:: Task ::
Return every one of the following items unchanged, reproducing each line character for character.

+++ Exercise input

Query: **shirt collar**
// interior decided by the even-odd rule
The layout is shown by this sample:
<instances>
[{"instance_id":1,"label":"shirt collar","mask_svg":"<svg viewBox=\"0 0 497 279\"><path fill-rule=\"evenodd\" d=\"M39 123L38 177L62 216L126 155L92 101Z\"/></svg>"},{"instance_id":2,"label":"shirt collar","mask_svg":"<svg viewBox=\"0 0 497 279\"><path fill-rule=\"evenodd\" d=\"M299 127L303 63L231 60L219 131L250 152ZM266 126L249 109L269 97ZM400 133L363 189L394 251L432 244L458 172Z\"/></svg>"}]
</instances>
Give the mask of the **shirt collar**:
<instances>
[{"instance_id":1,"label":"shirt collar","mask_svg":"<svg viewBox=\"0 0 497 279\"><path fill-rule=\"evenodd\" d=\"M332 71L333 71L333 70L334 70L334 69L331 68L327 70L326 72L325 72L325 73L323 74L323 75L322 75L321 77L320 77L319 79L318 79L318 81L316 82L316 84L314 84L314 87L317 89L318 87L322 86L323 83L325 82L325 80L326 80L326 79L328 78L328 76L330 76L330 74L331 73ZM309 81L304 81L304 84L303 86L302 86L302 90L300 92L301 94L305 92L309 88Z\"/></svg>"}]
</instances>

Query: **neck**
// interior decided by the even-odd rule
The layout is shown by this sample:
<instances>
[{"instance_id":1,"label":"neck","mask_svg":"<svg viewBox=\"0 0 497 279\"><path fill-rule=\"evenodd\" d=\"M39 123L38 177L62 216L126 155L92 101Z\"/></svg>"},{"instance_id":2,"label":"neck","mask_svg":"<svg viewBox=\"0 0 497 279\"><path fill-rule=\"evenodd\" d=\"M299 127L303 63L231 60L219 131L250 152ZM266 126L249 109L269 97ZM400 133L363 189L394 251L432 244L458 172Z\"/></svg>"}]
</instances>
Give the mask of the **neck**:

++++++

:: Correct answer ::
Query: **shirt collar**
// interior decided by the even-odd rule
The layout is shown by this sample:
<instances>
[{"instance_id":1,"label":"shirt collar","mask_svg":"<svg viewBox=\"0 0 497 279\"><path fill-rule=\"evenodd\" d=\"M39 123L38 177L62 216L126 155L92 101Z\"/></svg>"},{"instance_id":2,"label":"shirt collar","mask_svg":"<svg viewBox=\"0 0 497 279\"><path fill-rule=\"evenodd\" d=\"M299 127L303 63L231 60L219 131L250 152ZM266 126L249 109L269 97ZM400 133L363 189L394 251L432 244L458 172Z\"/></svg>"}]
</instances>
Give the mask of the **shirt collar**:
<instances>
[{"instance_id":1,"label":"shirt collar","mask_svg":"<svg viewBox=\"0 0 497 279\"><path fill-rule=\"evenodd\" d=\"M332 71L333 71L333 70L334 70L334 69L331 68L327 70L326 72L325 72L325 73L323 74L323 75L322 75L321 77L320 77L319 79L318 79L318 81L316 82L316 84L314 84L314 87L317 89L318 87L322 86L323 83L325 82L325 80L326 80L326 79L328 78L328 76L330 76L330 74L331 73ZM309 81L304 81L304 84L303 86L302 86L302 90L300 92L301 94L305 92L309 88Z\"/></svg>"}]
</instances>

Query: **neck**
// interior decided by the even-odd rule
The layout is shown by this sample:
<instances>
[{"instance_id":1,"label":"neck","mask_svg":"<svg viewBox=\"0 0 497 279\"><path fill-rule=\"evenodd\" d=\"M39 123L38 177L62 216L126 155L92 101Z\"/></svg>"},{"instance_id":2,"label":"neck","mask_svg":"<svg viewBox=\"0 0 497 279\"><path fill-rule=\"evenodd\" d=\"M299 127L303 63L231 60L219 131L250 152ZM266 126L249 109L269 97ZM400 133L363 189L394 251L432 244L458 172Z\"/></svg>"}]
</instances>
Give the mask of the **neck**:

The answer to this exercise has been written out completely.